Aim of the exercise:
In the pollable futex patch below:
1. How many futex waits can there be per file descriptor?
2. What does the patch call itself a building block for?
3. Which config option adds futex.o to the Makefile?

Page:
════════════════

Asynchronously wait for FUTEX_WAKE operation on a futex if it still contains
a given value. There can be only one futex wait per file descriptor. However,
it can be rearmed (possibly at a different address) anytime.

Building block for pollable semaphores and user-defined events.

Signed-off-by: Davi E. M. Arnaut <davi@haxent.com.br>
---

Index: linux-2.6/fs/pollfs/Makefile
===================================================================
--- linux-2.6.orig/fs/pollfs/Makefile
+++ linux-2.6/fs/pollfs/Makefile
@@ -3,3 +3,4 @@ pollfs-y := file.o
 
 pollfs-$(CONFIG_POLLFS_SIGNAL) += signal.o
 pollfs-$(CONFIG_POLLFS_TIMER) += timer.o
+pollfs-$(CONFIG_POLLFS_FUTEX) += futex.o
Index: linux-2.6/fs/pollfs/futex.c
===================================================================
--- /dev/null
+++ linux-2.6/fs/pollfs/futex.c
@@ -0,0 +1,155 @@
+/*
+ * pollable futex
+ *
+ * Copyright (C) 2007 Davi E. M. Arnaut
+ *
+ * Licensed under the GNU GPL. See the file COPYING for details.
+ */
+
+#include <linux/kernel.h>
+#include <linux/sched.h>
+#include <linux/module.h>
+#include <linux/slab.h>
+#include <linux/err.h>
+#include <linux/wait.h>
+#include <linux/poll.h>
+#include <linux/pollfs_fs.h>
+#include <linux/futex.h>
+
+struct futex_event {
+	union {
+		void __user *addr;
+		u64 padding;
+	};
+	int val;
+};
+
+struct pfs_futex {
+	struct futex_q q;
+	struct futex_event fevt;
+	struct mutex mutex;
+	unsigned volatile queued;
+	struct pfs_file file;
+};
+
+static ssize_t read(struct pfs_futex *evs, struct futex_event __user *ufevt)
+{
+	int ret;
+	struct futex_event fevt;
+
+	mutex_lock(&evs->mutex);
+
+	fevt = evs->fevt;
+
+	ret = -EAGAIN;
+
+	if (!evs->queued)
+		ret = -EINVAL;
+	else if (list_empty(&evs->q.list))

════════════════

Dataset entries:
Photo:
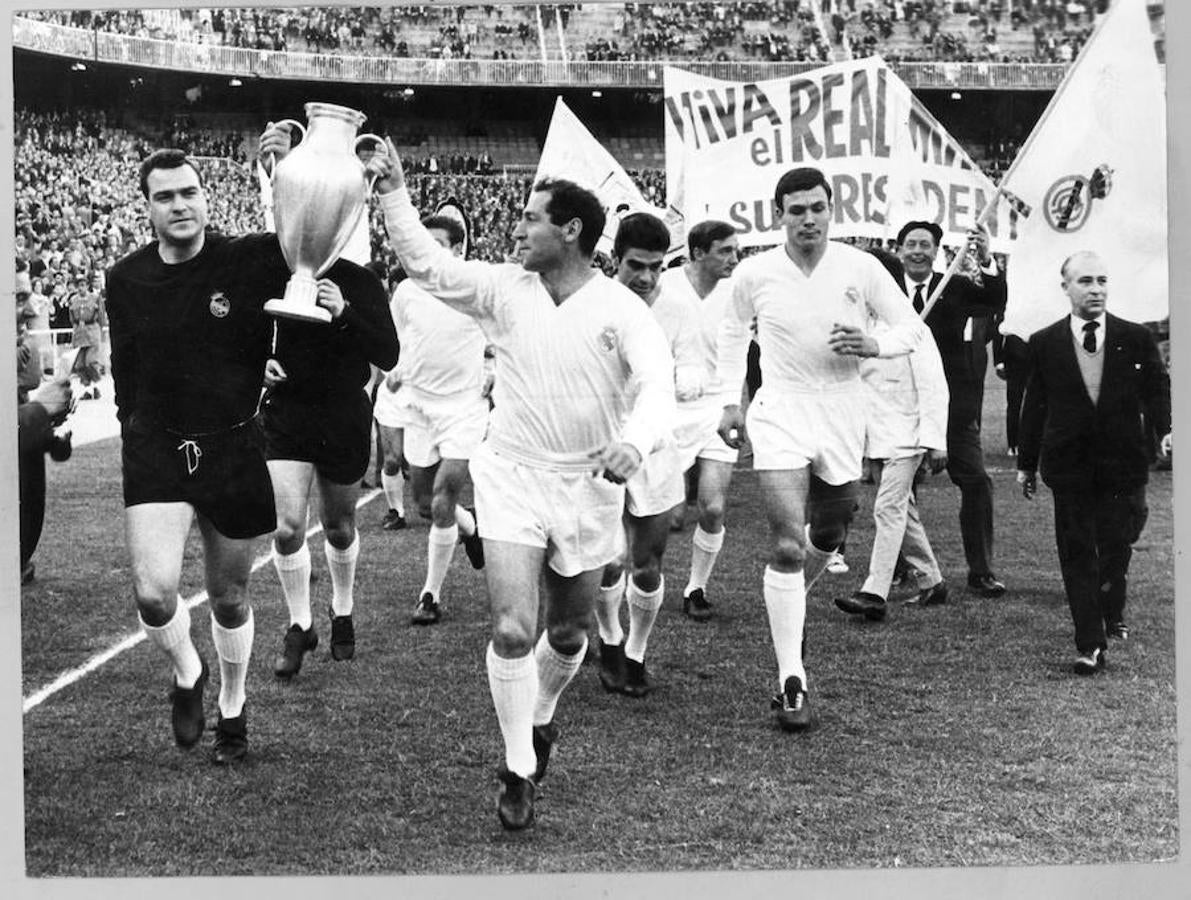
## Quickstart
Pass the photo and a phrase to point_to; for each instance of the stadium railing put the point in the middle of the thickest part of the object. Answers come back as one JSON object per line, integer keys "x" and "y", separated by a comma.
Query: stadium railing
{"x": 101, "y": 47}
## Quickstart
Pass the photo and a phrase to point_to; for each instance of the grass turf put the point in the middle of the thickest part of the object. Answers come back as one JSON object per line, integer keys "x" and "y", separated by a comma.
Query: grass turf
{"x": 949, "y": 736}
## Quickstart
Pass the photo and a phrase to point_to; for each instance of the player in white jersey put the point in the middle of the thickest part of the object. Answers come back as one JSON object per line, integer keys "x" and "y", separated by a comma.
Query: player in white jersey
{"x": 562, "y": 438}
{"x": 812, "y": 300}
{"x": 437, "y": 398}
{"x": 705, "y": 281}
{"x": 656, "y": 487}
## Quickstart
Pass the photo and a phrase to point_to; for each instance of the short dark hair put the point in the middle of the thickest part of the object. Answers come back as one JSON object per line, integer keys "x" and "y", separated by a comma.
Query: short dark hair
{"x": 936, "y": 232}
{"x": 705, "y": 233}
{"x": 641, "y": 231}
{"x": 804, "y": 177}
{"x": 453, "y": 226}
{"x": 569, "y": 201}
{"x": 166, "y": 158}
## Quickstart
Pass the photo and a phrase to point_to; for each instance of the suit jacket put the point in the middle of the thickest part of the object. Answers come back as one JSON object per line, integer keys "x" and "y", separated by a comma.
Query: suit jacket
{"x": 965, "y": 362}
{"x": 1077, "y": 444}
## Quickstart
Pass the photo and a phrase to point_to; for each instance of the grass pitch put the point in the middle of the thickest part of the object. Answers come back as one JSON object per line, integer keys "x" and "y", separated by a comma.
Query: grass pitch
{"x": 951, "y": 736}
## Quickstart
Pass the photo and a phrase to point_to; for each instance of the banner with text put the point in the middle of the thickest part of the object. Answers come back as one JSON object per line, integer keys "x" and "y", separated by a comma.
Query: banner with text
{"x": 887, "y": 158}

════════════════

Output for this exercise:
1. Only one.
2. Pollable semaphores and user-defined events.
3. CONFIG_POLLFS_FUTEX